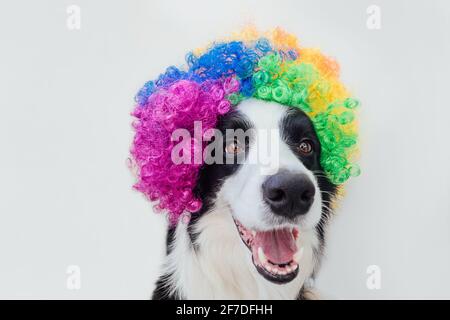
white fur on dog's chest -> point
(221, 267)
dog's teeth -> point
(298, 255)
(262, 256)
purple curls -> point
(181, 105)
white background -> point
(65, 98)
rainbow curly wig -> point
(270, 66)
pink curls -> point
(179, 106)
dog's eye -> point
(233, 148)
(305, 147)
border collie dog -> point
(258, 235)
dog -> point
(257, 236)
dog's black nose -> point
(288, 194)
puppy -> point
(259, 234)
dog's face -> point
(274, 187)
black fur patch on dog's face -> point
(212, 176)
(296, 126)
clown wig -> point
(271, 67)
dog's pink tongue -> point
(278, 245)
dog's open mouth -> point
(274, 252)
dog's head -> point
(271, 179)
(282, 138)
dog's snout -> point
(288, 194)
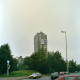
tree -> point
(72, 66)
(5, 54)
(56, 62)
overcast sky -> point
(20, 20)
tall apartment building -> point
(40, 40)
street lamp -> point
(66, 51)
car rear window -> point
(69, 78)
(78, 78)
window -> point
(69, 78)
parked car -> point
(61, 73)
(54, 75)
(35, 75)
(73, 77)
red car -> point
(69, 78)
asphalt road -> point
(42, 78)
(48, 77)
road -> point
(48, 77)
(42, 78)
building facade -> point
(40, 40)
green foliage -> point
(15, 66)
(56, 62)
(19, 73)
(72, 66)
(5, 54)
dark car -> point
(35, 75)
(54, 75)
(70, 77)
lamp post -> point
(67, 65)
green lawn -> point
(19, 73)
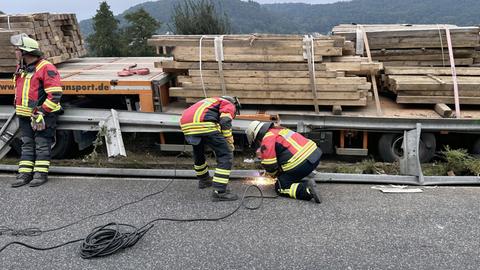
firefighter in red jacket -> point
(37, 103)
(287, 156)
(209, 122)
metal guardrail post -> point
(410, 162)
(7, 133)
(113, 135)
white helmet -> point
(254, 129)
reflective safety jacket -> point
(208, 116)
(284, 149)
(37, 87)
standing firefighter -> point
(37, 102)
(288, 156)
(209, 122)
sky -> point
(85, 9)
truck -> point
(94, 82)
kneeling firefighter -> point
(287, 156)
(209, 122)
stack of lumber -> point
(433, 85)
(267, 69)
(58, 35)
(416, 45)
(476, 57)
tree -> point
(106, 39)
(141, 27)
(198, 18)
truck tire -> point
(62, 146)
(389, 147)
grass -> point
(460, 162)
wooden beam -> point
(443, 110)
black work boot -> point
(39, 179)
(204, 182)
(311, 188)
(218, 196)
(22, 179)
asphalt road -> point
(356, 227)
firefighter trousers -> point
(36, 145)
(224, 157)
(290, 184)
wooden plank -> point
(458, 61)
(239, 66)
(181, 92)
(435, 100)
(332, 81)
(337, 110)
(246, 58)
(282, 87)
(360, 102)
(463, 93)
(243, 41)
(210, 51)
(438, 71)
(372, 76)
(263, 74)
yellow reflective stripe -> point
(227, 132)
(222, 171)
(300, 156)
(26, 162)
(294, 143)
(293, 190)
(269, 161)
(20, 110)
(57, 108)
(268, 134)
(53, 89)
(42, 162)
(199, 128)
(42, 64)
(226, 115)
(50, 104)
(199, 167)
(197, 132)
(202, 172)
(26, 89)
(200, 124)
(198, 113)
(220, 180)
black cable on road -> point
(112, 237)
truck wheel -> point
(63, 144)
(390, 147)
(61, 148)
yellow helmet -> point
(25, 43)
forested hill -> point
(251, 17)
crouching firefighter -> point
(209, 122)
(37, 103)
(287, 156)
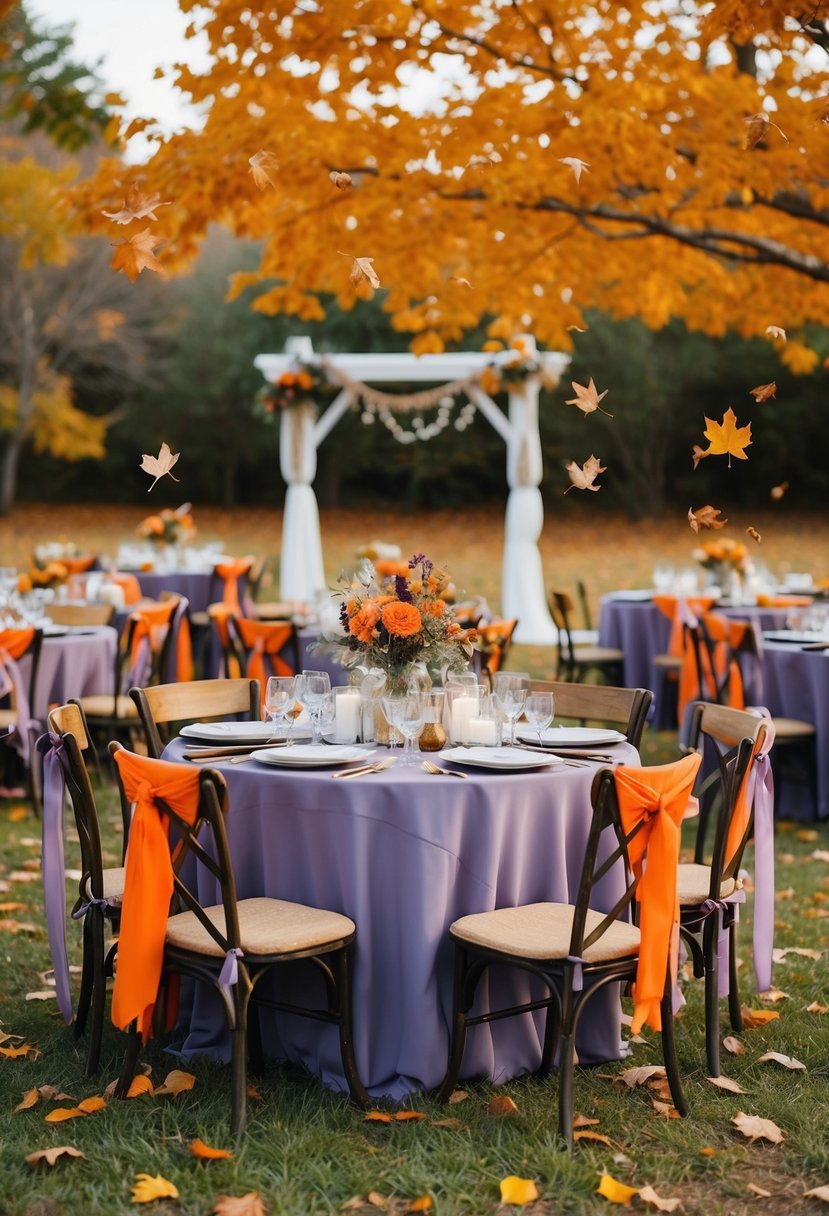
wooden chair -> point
(573, 949)
(575, 662)
(100, 888)
(195, 701)
(601, 704)
(259, 935)
(82, 614)
(710, 885)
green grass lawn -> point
(310, 1152)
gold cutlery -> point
(429, 766)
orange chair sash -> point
(658, 797)
(147, 882)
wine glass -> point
(539, 711)
(278, 701)
(313, 690)
(509, 690)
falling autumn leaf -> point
(574, 163)
(763, 392)
(136, 207)
(261, 165)
(582, 477)
(146, 1188)
(136, 254)
(705, 517)
(754, 1127)
(157, 466)
(587, 399)
(518, 1191)
(240, 1205)
(726, 438)
(50, 1155)
(613, 1191)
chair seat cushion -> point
(542, 932)
(694, 884)
(113, 884)
(791, 728)
(102, 704)
(266, 927)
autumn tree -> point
(520, 162)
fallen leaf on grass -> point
(754, 1127)
(240, 1205)
(615, 1192)
(147, 1188)
(518, 1191)
(754, 1018)
(785, 1060)
(158, 466)
(176, 1082)
(50, 1155)
(725, 1082)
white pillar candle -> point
(347, 715)
(481, 730)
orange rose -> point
(364, 621)
(401, 619)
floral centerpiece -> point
(393, 621)
(168, 527)
(293, 388)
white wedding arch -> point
(523, 594)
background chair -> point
(100, 888)
(574, 950)
(264, 933)
(710, 885)
(575, 660)
(195, 701)
(601, 705)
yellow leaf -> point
(204, 1153)
(518, 1191)
(146, 1188)
(615, 1192)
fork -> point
(429, 766)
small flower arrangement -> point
(716, 553)
(393, 620)
(168, 527)
(294, 387)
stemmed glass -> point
(313, 687)
(278, 702)
(406, 711)
(539, 711)
(509, 690)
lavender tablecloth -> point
(404, 855)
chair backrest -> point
(727, 739)
(190, 702)
(624, 708)
(82, 614)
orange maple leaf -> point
(136, 254)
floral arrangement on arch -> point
(168, 527)
(500, 377)
(722, 552)
(393, 620)
(294, 387)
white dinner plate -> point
(498, 758)
(243, 732)
(571, 737)
(310, 755)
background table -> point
(404, 855)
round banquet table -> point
(404, 854)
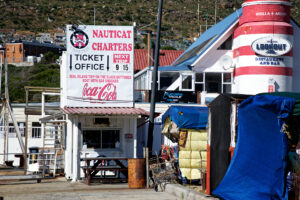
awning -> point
(104, 111)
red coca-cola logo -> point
(106, 93)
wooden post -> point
(26, 133)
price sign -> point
(120, 67)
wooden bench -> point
(90, 171)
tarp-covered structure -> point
(187, 126)
(222, 111)
(257, 169)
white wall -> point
(296, 52)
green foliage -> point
(168, 48)
(49, 57)
(45, 75)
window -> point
(213, 82)
(21, 125)
(166, 79)
(199, 82)
(36, 130)
(101, 139)
(226, 82)
(187, 82)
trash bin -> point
(33, 151)
(136, 173)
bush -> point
(49, 58)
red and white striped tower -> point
(262, 48)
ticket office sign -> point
(100, 66)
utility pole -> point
(149, 34)
(154, 78)
(199, 17)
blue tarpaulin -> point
(190, 117)
(257, 169)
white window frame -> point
(181, 80)
(103, 129)
(226, 83)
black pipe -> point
(154, 79)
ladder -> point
(51, 155)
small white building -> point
(208, 65)
(97, 95)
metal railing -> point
(35, 131)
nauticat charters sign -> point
(271, 46)
(99, 66)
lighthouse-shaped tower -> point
(262, 48)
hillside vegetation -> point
(180, 17)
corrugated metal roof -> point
(104, 111)
(166, 58)
(207, 39)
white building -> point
(208, 64)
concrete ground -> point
(61, 189)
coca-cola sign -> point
(105, 93)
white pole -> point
(43, 115)
(76, 160)
(69, 147)
(134, 136)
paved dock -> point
(62, 189)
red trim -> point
(208, 171)
(263, 70)
(247, 51)
(260, 28)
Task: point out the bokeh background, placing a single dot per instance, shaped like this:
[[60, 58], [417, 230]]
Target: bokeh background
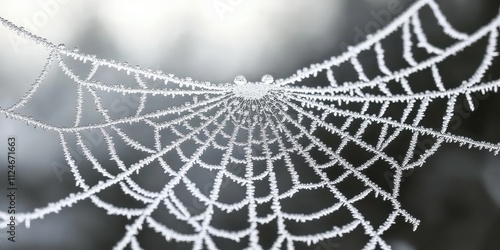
[[456, 195]]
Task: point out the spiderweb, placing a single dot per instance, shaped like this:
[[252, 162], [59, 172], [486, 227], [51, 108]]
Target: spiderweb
[[265, 145]]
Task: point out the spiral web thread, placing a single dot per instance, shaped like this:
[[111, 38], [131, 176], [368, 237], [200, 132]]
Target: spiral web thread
[[257, 131]]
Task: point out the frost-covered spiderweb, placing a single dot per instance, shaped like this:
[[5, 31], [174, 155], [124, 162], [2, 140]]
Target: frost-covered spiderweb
[[266, 145]]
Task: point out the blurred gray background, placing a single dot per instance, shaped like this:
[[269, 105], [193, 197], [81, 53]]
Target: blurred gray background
[[456, 195]]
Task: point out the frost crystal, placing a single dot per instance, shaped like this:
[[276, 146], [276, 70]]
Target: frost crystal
[[266, 142]]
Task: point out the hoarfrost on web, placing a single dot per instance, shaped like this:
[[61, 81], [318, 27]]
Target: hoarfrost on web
[[281, 118]]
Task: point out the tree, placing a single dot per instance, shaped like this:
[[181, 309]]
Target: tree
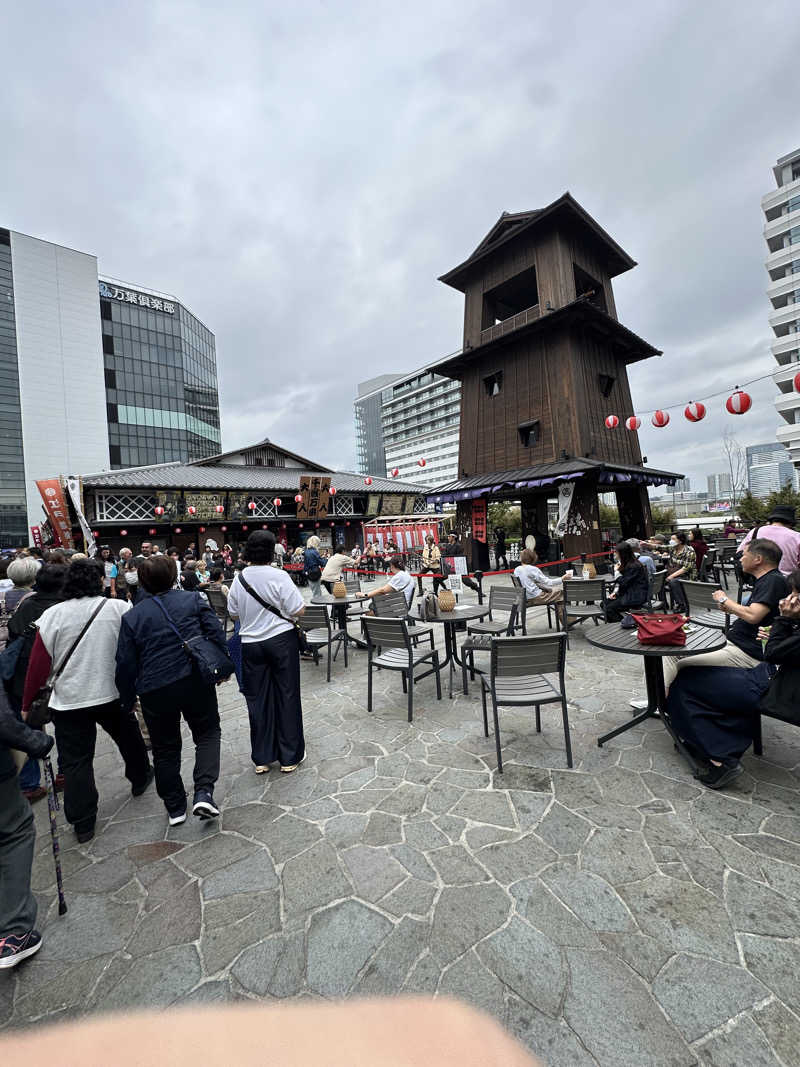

TASK DIRECTIONS -> Reproduce the lines from the line with "Task: point out the hoarfrost" through the last line of the entries exactly, including both ends and excluding pictures.

TASK SOLUTION ->
Task: point out the hoarfrost on web, placing a single dot per instance, shaped like this:
[[61, 81], [318, 27]]
Target: hoarfrost on web
[[281, 118]]
Task: point out the tree, placing a single dot per instance, shaped like this:
[[181, 309]]
Target: tree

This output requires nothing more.